Please turn all of the material below into a JSON list of strings with one string per line, leaving out blank lines and the pictures.

═══ PROVIDED ENTRIES ═══

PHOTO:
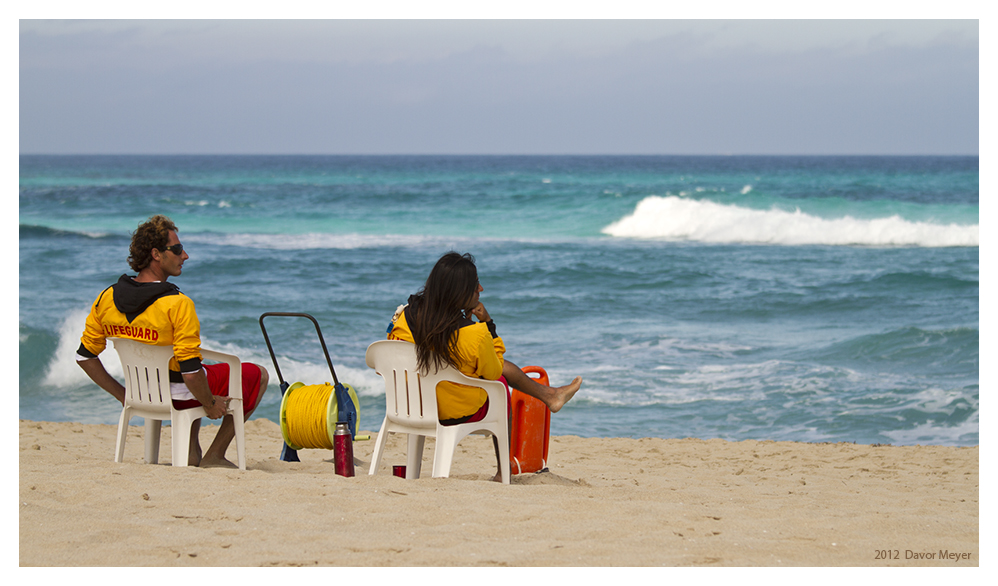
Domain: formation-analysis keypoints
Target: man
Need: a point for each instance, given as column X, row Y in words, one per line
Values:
column 149, row 309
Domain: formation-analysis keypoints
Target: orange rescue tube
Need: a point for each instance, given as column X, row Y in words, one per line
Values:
column 531, row 428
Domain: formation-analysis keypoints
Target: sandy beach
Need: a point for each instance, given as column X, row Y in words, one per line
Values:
column 603, row 502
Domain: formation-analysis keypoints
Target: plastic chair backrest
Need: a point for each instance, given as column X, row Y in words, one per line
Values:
column 410, row 396
column 147, row 375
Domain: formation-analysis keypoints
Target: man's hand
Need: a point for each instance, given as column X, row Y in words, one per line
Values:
column 197, row 382
column 218, row 408
column 480, row 312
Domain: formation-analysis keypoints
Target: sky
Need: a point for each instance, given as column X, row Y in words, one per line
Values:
column 430, row 86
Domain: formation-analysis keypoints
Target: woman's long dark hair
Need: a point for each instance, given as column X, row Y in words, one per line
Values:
column 437, row 310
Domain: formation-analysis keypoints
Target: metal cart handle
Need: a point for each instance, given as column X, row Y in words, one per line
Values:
column 271, row 348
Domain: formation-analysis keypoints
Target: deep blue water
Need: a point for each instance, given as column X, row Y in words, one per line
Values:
column 785, row 298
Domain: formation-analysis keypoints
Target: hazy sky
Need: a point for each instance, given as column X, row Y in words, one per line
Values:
column 499, row 86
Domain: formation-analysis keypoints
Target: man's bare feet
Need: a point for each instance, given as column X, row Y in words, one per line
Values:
column 562, row 395
column 212, row 462
column 194, row 453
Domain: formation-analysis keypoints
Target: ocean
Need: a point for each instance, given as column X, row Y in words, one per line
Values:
column 770, row 298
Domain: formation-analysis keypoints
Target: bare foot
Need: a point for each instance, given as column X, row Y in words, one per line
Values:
column 563, row 395
column 211, row 462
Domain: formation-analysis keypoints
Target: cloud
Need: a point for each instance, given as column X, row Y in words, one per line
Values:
column 222, row 88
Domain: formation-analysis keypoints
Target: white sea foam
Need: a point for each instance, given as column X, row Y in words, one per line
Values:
column 316, row 240
column 62, row 371
column 675, row 218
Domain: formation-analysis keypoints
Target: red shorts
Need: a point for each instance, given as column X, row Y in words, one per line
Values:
column 484, row 410
column 218, row 382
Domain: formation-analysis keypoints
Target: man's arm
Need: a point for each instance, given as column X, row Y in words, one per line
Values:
column 97, row 373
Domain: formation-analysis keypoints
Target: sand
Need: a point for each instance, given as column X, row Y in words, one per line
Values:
column 603, row 502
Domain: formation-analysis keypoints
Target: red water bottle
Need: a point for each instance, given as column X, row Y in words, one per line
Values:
column 343, row 450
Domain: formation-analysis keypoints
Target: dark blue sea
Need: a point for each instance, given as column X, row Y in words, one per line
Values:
column 769, row 298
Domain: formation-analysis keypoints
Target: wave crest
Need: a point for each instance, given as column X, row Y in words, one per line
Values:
column 674, row 218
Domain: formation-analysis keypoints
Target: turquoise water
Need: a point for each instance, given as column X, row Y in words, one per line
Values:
column 785, row 298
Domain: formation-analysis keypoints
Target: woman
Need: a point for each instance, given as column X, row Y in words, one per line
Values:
column 438, row 320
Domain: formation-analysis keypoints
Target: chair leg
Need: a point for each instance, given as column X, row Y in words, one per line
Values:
column 181, row 427
column 119, row 448
column 444, row 453
column 237, row 424
column 414, row 461
column 503, row 457
column 379, row 448
column 153, row 428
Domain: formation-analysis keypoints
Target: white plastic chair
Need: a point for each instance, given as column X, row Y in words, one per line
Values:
column 147, row 394
column 411, row 408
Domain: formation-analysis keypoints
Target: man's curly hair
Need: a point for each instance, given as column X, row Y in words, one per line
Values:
column 153, row 233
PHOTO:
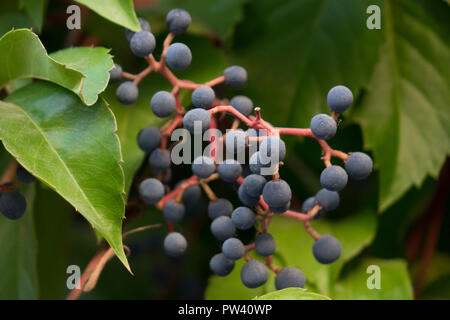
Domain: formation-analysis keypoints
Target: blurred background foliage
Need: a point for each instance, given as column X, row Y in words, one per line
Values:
column 294, row 51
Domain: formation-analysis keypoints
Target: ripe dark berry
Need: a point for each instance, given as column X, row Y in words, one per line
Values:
column 323, row 126
column 178, row 56
column 178, row 20
column 151, row 191
column 327, row 249
column 12, row 204
column 175, row 244
column 127, row 93
column 149, row 139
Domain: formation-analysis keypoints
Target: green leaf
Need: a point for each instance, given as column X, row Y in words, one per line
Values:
column 296, row 50
column 117, row 11
column 405, row 114
column 18, row 253
column 295, row 245
column 35, row 10
column 22, row 55
column 94, row 63
column 71, row 148
column 394, row 280
column 292, row 294
column 220, row 16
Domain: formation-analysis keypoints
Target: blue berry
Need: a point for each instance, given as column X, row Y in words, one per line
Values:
column 328, row 200
column 219, row 207
column 265, row 245
column 223, row 228
column 178, row 20
column 163, row 104
column 235, row 76
column 203, row 97
column 273, row 148
column 253, row 185
column 145, row 26
column 243, row 218
column 277, row 194
column 233, row 249
column 229, row 170
column 203, row 167
column 246, row 199
column 242, row 104
column 149, row 139
column 115, row 74
column 151, row 191
column 236, row 141
column 178, row 56
column 220, row 265
column 127, row 92
column 323, row 126
column 175, row 244
column 333, row 178
column 359, row 165
column 197, row 120
column 327, row 249
column 24, row 176
column 160, row 159
column 339, row 98
column 290, row 277
column 173, row 211
column 12, row 205
column 254, row 274
column 142, row 43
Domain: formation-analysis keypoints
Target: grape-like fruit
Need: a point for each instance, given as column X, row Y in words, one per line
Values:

═══

* _IN RESPONSE_:
[
  "PHOTO:",
  "Domain: formation-analysis keypoints",
  "Target: man",
  "Need: a point for each instance, given as column X, row Y in words, one per line",
  "Values:",
  "column 149, row 309",
  "Domain: formation-analysis keypoints",
  "Target: orange rescue tube",
  "Need: a point for each instance, given as column X, row Y in words, one per line",
  "Values:",
  "column 531, row 428",
  "Domain: formation-analysis keypoints",
  "Target: sandy beach",
  "Need: a point for each instance, given as column X, row Y in words, one per line",
  "Values:",
  "column 603, row 502",
  "Domain: formation-analysis keypoints",
  "Target: plastic chair backrest",
  "Need: a point for each instance, given as column X, row Y in words, one per line",
  "Values:",
  "column 410, row 396",
  "column 147, row 375",
  "Domain: formation-analysis keypoints",
  "Target: man's hand",
  "Need: a point for each instance, given as column X, row Y in words, one per line",
  "Values:",
  "column 197, row 382",
  "column 218, row 408",
  "column 480, row 312",
  "Domain: formation-analysis keypoints",
  "Target: sky",
  "Need: a point for each instance, given as column X, row Y in words, one per line",
  "Values:",
  "column 430, row 86",
  "Domain: formation-analysis keypoints",
  "Target: woman's long dark hair",
  "Need: a point for each instance, given as column X, row Y in words, one per line",
  "Values:",
  "column 437, row 310",
  "Domain: formation-analysis keypoints",
  "Target: metal cart handle",
  "Need: a point for each instance, given as column X, row Y in words, one per line",
  "Values:",
  "column 271, row 348",
  "Domain: formation-analysis keypoints",
  "Target: deep blue water",
  "Need: a point for each instance, given as column X, row Y in words, one per line",
  "Values:",
  "column 785, row 298",
  "Domain: formation-analysis keypoints",
  "Target: hazy sky",
  "Need: a point for each instance, given as column X, row Y in words, one per line",
  "Values:",
  "column 499, row 86",
  "Domain: formation-analysis keypoints",
  "Target: man's bare feet",
  "Need: a point for each instance, given as column X, row Y in words, one per line",
  "Values:",
  "column 562, row 395",
  "column 212, row 462",
  "column 194, row 453",
  "Domain: formation-analysis keypoints",
  "Target: ocean",
  "Need: a point for each instance, given as column X, row Y in words, one per line",
  "Values:",
  "column 770, row 298",
  "Domain: formation-analysis keypoints",
  "Target: bare foot",
  "Need: a point for each instance, given as column X, row Y in words, one per line",
  "Values:",
  "column 563, row 395",
  "column 211, row 462",
  "Domain: formation-analysis keypoints",
  "Target: cloud",
  "Need: a point for each instance, given as column X, row Y in words, one per line",
  "Values:",
  "column 222, row 88",
  "Domain: formation-analysis keypoints",
  "Target: white sea foam",
  "Need: a point for each instance, given as column X, row Y in words, one per line",
  "Values:",
  "column 316, row 240",
  "column 62, row 371",
  "column 675, row 218",
  "Domain: formation-analysis keypoints",
  "Target: red shorts",
  "Need: a point for each instance, given as column X, row Y in words, one per line",
  "Values:",
  "column 484, row 410",
  "column 218, row 382",
  "Domain: formation-analysis keypoints",
  "Target: man's arm",
  "Need: a point for each instance, given as column X, row Y in words, one per line",
  "Values:",
  "column 97, row 373",
  "Domain: formation-analysis keypoints",
  "Target: sand",
  "Need: a point for each instance, given as column X, row Y in words, one per line",
  "Values:",
  "column 603, row 502",
  "Domain: formation-analysis keypoints",
  "Target: red water bottle",
  "Need: a point for each instance, given as column X, row Y in words, one per line",
  "Values:",
  "column 343, row 450",
  "Domain: formation-analysis keypoints",
  "Target: dark blue sea",
  "Need: a point for each instance, given as column X, row Y in words, one per line",
  "Values:",
  "column 769, row 298",
  "Domain: formation-analysis keypoints",
  "Target: wave crest",
  "Need: a point for each instance, given as column X, row Y in words, one per line",
  "Values:",
  "column 674, row 218",
  "Domain: formation-analysis keypoints",
  "Target: turquoise water",
  "Need: a point for each instance, given as column X, row Y in words, one per line",
  "Values:",
  "column 785, row 298",
  "Domain: formation-analysis keypoints",
  "Target: woman",
  "Need: a point for each instance, given as column X, row Y in words, one per line",
  "Values:",
  "column 438, row 320",
  "Domain: formation-analysis keypoints",
  "Target: chair leg",
  "Need: a point for each instance, given as column X, row Y in words, one per line",
  "Values:",
  "column 181, row 427",
  "column 119, row 448",
  "column 444, row 453",
  "column 237, row 424",
  "column 414, row 461",
  "column 503, row 457",
  "column 379, row 448",
  "column 153, row 428",
  "Domain: formation-analysis keypoints",
  "Target: white plastic chair",
  "Need: a point for each instance, given as column X, row Y in words, one per line",
  "Values:",
  "column 147, row 394",
  "column 411, row 408",
  "Domain: formation-analysis keypoints",
  "Target: man's curly hair",
  "Need: a point for each instance, given as column X, row Y in words, one per line",
  "Values:",
  "column 153, row 233",
  "PHOTO:",
  "Domain: formation-analysis keypoints",
  "Target: blurred background foliage",
  "Need: a point for each instance, given as column X, row Y in words, one per line",
  "Values:",
  "column 294, row 51",
  "Domain: formation-analysis keypoints",
  "Target: ripe dark berry",
  "Need: a point for each instance, given as column X, row Y in words, one per line",
  "Values:",
  "column 323, row 126",
  "column 178, row 56",
  "column 178, row 20",
  "column 151, row 191",
  "column 327, row 249",
  "column 12, row 204",
  "column 175, row 244",
  "column 127, row 93",
  "column 149, row 139",
  "Domain: formation-analysis keypoints",
  "Target: green leaf",
  "Need: a point for each instance, given as column X, row Y in words, one per line",
  "Values:",
  "column 296, row 50",
  "column 117, row 11",
  "column 405, row 114",
  "column 18, row 253",
  "column 295, row 245",
  "column 35, row 10",
  "column 22, row 55",
  "column 94, row 63",
  "column 71, row 148",
  "column 394, row 280",
  "column 292, row 294",
  "column 220, row 16",
  "Domain: formation-analysis keypoints",
  "Target: blue berry",
  "Need: a point for each instance, given as column X, row Y in words, one per line",
  "Values:",
  "column 328, row 200",
  "column 219, row 207",
  "column 265, row 245",
  "column 223, row 228",
  "column 178, row 20",
  "column 163, row 104",
  "column 235, row 76",
  "column 203, row 97",
  "column 273, row 148",
  "column 253, row 185",
  "column 145, row 26",
  "column 243, row 218",
  "column 277, row 194",
  "column 233, row 249",
  "column 229, row 170",
  "column 203, row 167",
  "column 246, row 199",
  "column 242, row 104",
  "column 149, row 139",
  "column 115, row 74",
  "column 151, row 191",
  "column 236, row 141",
  "column 178, row 56",
  "column 220, row 265",
  "column 127, row 92",
  "column 323, row 126",
  "column 175, row 244",
  "column 333, row 178",
  "column 359, row 165",
  "column 197, row 120",
  "column 327, row 249",
  "column 24, row 176",
  "column 160, row 159",
  "column 339, row 98",
  "column 290, row 277",
  "column 173, row 211",
  "column 12, row 205",
  "column 254, row 274",
  "column 142, row 43",
  "Domain: formation-analysis keypoints",
  "Target: grape-like fruit",
  "Need: a point for each instance, given as column X, row Y in words, one per line",
  "Values:"
]